-------- Source passage --------

FONTAINE CAPEL

PROPOSAL FOR A MONUMENT (THREE)

A city stoop is a slippery space. It is privately owned and publicly used; a threshold and a destination; and a place to observe and to be observed. In gentrifying neighborhoods across Brooklyn, stoops that have long offered space for respite and spontaneous congregation (especially during the COVID-19 quarantine) are increasingly defended by gates and 911 calls. So what happens when a stoop breaks from its building, leaves its block, and exists on its own? The free-standing stoop is utopian: liberated, it belongs to everyone and no one.

Proposal for A Monument (Three) is a Brooklyn brownstone stoop that is both discontiguous and infinite. The series of works it belongs to, Proposals for A Monument, present possible public sculptures that I hope to install in parks and public space across New York City. The first physical realization of this series will be presented at Socrates Sculpture Park in Autumn of 2020. They take their form from the stairway to the Park Slope apartment building my Cuban migrant family called home for half a century, and which they were forced to abandon by developers.  I grew up a few blocks away from the Old Stone House and spent countless days of my childhood and adolescence in this park. Now I cannot imagine a future in which I can afford to raise my own children anywhere near the site of these memories. How many New Yorkers’ stories—of international migration followed by intra-city displacement—echo that of my own? How many more New Yorkers’ will?

-------- Supplied data --------

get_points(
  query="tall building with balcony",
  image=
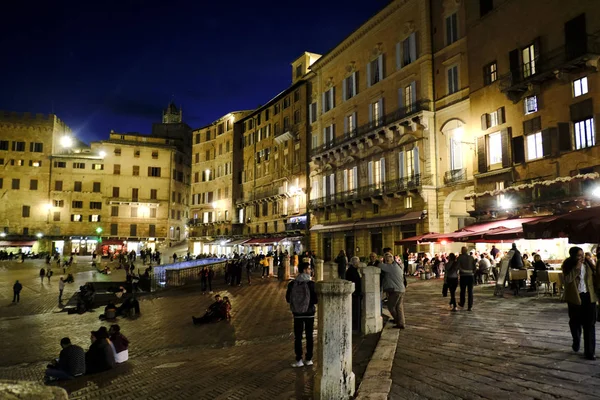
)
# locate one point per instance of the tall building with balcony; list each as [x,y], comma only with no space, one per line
[534,102]
[212,210]
[146,189]
[270,167]
[26,143]
[373,158]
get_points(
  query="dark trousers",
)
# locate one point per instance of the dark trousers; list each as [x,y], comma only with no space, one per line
[452,285]
[466,283]
[305,325]
[583,316]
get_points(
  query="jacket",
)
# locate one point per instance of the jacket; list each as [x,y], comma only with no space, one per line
[572,274]
[393,279]
[466,265]
[99,357]
[310,313]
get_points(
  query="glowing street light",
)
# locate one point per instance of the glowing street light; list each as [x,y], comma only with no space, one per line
[66,141]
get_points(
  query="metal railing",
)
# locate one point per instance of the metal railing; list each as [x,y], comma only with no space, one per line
[455,175]
[545,65]
[182,273]
[398,114]
[393,186]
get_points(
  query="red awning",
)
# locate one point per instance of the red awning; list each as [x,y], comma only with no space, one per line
[414,239]
[17,243]
[476,232]
[262,241]
[106,242]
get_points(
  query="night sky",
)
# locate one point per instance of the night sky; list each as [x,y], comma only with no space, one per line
[102,65]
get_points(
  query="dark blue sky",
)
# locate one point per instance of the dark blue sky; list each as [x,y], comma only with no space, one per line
[102,65]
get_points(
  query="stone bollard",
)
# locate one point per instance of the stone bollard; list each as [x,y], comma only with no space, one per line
[286,268]
[330,270]
[371,320]
[334,378]
[31,391]
[319,270]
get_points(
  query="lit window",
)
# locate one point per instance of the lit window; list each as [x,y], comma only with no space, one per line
[534,146]
[580,87]
[529,61]
[530,104]
[495,148]
[584,134]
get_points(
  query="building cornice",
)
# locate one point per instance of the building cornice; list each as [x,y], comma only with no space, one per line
[358,34]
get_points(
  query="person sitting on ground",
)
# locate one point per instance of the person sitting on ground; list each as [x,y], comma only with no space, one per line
[120,344]
[213,312]
[100,356]
[70,362]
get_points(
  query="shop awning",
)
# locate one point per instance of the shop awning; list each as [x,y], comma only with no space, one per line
[263,241]
[580,226]
[109,242]
[408,218]
[236,242]
[476,232]
[17,243]
[414,239]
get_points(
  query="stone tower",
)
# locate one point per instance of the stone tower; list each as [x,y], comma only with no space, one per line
[172,114]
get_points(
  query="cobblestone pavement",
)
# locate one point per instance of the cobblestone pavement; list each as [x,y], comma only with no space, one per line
[170,358]
[506,348]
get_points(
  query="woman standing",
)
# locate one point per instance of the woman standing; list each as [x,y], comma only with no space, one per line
[451,278]
[342,262]
[581,299]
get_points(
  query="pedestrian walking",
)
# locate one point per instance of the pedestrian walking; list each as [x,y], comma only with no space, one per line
[581,300]
[61,287]
[466,267]
[451,279]
[393,285]
[342,262]
[302,297]
[17,287]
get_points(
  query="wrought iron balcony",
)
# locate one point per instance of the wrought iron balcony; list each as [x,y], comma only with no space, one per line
[400,113]
[455,175]
[377,190]
[549,65]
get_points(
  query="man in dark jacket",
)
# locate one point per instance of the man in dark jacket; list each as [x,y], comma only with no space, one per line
[303,321]
[100,356]
[71,362]
[17,287]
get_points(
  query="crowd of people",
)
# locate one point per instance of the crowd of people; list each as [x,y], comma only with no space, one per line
[108,348]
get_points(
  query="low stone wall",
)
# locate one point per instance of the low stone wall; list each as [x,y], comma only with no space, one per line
[24,390]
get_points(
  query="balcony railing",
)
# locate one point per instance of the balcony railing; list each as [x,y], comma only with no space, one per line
[380,189]
[455,175]
[548,63]
[400,113]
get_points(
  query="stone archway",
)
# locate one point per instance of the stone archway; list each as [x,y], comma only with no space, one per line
[455,208]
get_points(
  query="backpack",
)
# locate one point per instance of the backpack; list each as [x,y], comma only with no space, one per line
[300,297]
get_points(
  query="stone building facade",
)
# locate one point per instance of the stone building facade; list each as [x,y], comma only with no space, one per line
[534,106]
[212,210]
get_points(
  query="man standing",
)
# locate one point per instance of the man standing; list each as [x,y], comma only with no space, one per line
[71,362]
[61,287]
[466,266]
[302,297]
[17,287]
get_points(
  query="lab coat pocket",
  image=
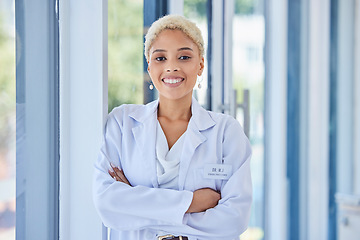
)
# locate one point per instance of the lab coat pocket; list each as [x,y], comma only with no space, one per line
[202,182]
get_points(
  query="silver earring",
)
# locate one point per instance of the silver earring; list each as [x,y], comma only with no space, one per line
[199,80]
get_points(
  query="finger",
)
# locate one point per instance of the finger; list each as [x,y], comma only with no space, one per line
[121,175]
[112,174]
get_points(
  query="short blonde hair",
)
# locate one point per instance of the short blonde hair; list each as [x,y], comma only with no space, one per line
[173,22]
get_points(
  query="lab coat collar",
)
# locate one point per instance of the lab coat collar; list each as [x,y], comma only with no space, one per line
[200,117]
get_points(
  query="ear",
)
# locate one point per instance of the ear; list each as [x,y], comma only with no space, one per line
[202,65]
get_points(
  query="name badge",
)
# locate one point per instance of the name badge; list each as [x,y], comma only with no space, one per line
[217,171]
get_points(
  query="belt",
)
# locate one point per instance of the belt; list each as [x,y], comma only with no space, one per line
[171,237]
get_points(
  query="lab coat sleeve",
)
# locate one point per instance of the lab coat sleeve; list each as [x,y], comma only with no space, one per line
[231,216]
[123,207]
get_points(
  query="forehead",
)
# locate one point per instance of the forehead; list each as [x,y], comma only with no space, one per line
[169,38]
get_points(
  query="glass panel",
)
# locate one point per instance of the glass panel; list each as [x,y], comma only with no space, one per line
[125,50]
[196,12]
[7,120]
[248,73]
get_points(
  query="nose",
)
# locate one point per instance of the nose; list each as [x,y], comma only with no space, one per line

--------

▶ [List of tasks]:
**A)** According to the monument proposal, where and when will the first physical realization of the series be presented?
**B)** Using the monument proposal, explain why it calls a city stoop "a slippery space."
**C)** Translate this sentence from the monument proposal into Spanish: "The free-standing stoop is utopian: liberated, it belongs to everyone and no one."
Base every answer on the monument proposal alone, not on the records.

▶ [Your responses]:
**A)** At Socrates Sculpture Park in Autumn of 2020.

**B)** A stoop is privately owned and publicly used. It is both a threshold and a destination, and a place to observe and to be observed.

**C)** La escalinata de entrada exenta es utópica: liberada, pertenece a todos y a nadie.